# Problem statement
Print, without alteration, the lines that extend from the one holding "the red t-shirt" to the final line of the listing below.

# Provided data
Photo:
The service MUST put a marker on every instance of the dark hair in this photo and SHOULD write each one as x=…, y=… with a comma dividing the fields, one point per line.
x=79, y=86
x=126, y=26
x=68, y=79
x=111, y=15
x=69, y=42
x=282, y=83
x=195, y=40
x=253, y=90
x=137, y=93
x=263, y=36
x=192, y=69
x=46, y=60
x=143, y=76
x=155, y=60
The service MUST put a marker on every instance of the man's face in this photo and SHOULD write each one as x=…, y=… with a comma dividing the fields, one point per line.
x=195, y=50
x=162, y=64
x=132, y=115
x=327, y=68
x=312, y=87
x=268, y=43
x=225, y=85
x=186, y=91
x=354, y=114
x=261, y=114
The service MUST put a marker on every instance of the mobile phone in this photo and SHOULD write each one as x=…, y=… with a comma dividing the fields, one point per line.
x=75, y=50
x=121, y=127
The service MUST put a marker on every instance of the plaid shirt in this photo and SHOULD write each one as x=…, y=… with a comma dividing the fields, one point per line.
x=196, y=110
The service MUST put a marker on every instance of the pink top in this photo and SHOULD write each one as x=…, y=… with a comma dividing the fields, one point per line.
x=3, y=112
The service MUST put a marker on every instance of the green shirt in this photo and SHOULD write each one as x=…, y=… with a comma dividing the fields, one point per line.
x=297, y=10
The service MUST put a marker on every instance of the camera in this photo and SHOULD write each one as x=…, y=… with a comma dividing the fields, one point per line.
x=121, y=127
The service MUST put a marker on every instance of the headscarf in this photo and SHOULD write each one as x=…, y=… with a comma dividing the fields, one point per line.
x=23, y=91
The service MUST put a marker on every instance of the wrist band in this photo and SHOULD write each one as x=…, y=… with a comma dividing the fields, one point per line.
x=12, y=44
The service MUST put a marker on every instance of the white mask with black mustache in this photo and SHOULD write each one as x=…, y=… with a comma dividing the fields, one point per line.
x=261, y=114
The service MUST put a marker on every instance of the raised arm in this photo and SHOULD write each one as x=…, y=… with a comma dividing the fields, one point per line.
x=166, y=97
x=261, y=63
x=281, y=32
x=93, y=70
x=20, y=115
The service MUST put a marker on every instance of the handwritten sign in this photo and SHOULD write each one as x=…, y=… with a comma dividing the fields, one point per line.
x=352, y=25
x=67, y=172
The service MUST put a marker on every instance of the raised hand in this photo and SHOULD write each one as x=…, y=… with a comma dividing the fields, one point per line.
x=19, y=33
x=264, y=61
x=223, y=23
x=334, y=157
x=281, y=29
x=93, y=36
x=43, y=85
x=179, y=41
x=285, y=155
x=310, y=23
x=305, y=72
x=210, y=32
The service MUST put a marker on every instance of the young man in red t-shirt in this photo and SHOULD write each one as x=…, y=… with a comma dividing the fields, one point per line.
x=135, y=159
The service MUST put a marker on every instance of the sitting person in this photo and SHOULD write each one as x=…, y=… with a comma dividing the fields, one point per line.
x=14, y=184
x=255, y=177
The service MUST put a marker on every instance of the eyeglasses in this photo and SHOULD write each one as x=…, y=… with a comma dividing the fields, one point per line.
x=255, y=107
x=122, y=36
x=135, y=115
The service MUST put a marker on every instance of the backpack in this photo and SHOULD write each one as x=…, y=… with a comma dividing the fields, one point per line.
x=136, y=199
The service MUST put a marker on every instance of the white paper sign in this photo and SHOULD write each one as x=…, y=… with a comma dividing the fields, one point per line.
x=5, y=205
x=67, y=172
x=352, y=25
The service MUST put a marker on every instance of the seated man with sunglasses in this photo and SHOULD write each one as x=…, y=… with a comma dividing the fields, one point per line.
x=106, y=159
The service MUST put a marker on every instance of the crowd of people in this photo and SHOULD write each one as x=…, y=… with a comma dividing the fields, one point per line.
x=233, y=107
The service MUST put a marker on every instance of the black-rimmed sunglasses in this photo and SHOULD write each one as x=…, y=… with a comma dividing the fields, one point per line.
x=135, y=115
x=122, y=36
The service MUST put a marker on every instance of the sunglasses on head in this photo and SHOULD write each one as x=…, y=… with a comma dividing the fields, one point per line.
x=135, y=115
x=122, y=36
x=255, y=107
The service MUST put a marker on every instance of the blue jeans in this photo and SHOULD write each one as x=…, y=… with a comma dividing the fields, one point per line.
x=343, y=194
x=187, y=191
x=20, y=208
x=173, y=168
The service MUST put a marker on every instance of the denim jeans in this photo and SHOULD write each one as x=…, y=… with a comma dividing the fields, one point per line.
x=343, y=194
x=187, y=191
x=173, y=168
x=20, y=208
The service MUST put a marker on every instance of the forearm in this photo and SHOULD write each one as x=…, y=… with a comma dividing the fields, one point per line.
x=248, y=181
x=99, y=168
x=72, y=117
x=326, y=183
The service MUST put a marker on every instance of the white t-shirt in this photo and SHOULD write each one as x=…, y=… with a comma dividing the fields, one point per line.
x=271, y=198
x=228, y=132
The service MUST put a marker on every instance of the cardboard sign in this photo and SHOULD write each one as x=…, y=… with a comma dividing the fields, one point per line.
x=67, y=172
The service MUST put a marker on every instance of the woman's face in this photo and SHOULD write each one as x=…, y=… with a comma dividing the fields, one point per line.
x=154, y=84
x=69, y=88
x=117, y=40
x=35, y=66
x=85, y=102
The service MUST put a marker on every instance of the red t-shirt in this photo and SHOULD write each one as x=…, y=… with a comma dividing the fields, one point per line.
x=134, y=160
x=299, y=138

# Answer to the problem
The service MUST put a marker on every instance of the red t-shirt in this photo and SHOULD write each one as x=…, y=… with a comma dividing the fields, one point per line.
x=134, y=160
x=299, y=138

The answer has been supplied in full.